§ Work request 1:
Name every play format of Magic that the Journey into Nyx article mentions.
§ Work request 2:
Write the next part of the Journey into Nyx article, starting after its last sentence.

___ Passage

Everyone is talking Journey into Nyx this week, and with good reason. With the prerelease behind us, and along with it the first opportunity to both play with the new set in Limited and first opportunity to bring a new Journey brew to Constructed, players are in full-on devour mode when it comes to the hottest new cards. Of course, this has a lot to do with the fact that Journey appears to be an awesome set full of rich flavor, strong cards, and interesting mechanics.

In order to talk about what I’m excited for in the coming weeks, I want to take you all back in time, giving you some insight into where that excitement comes from, and then we’ll head back to the future to play with some great new tools.

In the first article I wrote for ChannelFireball, now lost to the annals of server resets, I introduced myself with a brief set of bullet points, including the following:

  • I have an unreal fascination with the card Lim-Dul’s Vault. When Mystical Tutor got banned in Legacy, I did a happy dance for my favorite card. Then I realized I lost a German one, and had to pay $7 for a fourth copy. We currently aren’t speaking. Lim-Dul owes me an apology, and I don’t expect I’ll be getting it anytime soon.

It’s been a long time since I had an opportunity to sleeve up a Lim-Dul’s Vault (though I may be rectifying that soon, stay tuned!), but the most important sentiment that I can demonstrate from this bullet point is that I have a deep-rooted fascination with the Dimir guild, the tricksiest guild of them all.

______
___ Recorded information

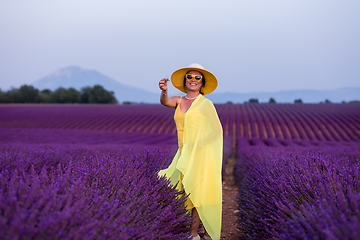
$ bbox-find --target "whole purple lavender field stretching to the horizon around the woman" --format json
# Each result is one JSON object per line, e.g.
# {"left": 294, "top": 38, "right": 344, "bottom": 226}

______

§ Exercise answer 1:
Limited, Constructed, Legacy

§ Exercise answer 2:
When Return to Ravnica block brought us back into the world of guilds, I was excited for two reasons. First, I am unapologetically anticipating a reprint of Coiling Oracle, and hoped that the return to Simic could bring that about. Second, I was interested to see how Wizards would reconcile their choice to make Dimir the guild of “mill” with the fact that mill is a terrible strategy, and hoped to see something a little more interactive come out of the guild. Unfortunately I was left disappointed, as the majority of the focus of the guild was on the opponent’s library, but there were a few diamonds in the rough that managed to see play. Cards like Nightveil Specter, though not appreciated during the Standard format of Innistrad Block, has been a staple in the format since the introduction of devotion in Theros. The fact that it’s one of the better Thieving Magpies of late has as much to do with the card’s success as the mana cost does, though the cost is certainly the primary draw. The fact that Specter is the only card from the Dimir Guild that sees regular Constructed play is telling, and I feel like Wizards missed the mark with the guild. When your guild has a secondary attribute of drawing cards, and none of the cards get played, well, you either did a great job of constraining the power level, or did a bad job of making good cards.

With the release of Born of the Gods, I had a second hope for the guild, as the inclusion of Phenax, God of Deception offered a new set of UB cards to add to the mix. Unfortunately, Phenax turned out to be little more than a trap, and despite my best efforts I couldn’t find a way to make the Dimir God a real card.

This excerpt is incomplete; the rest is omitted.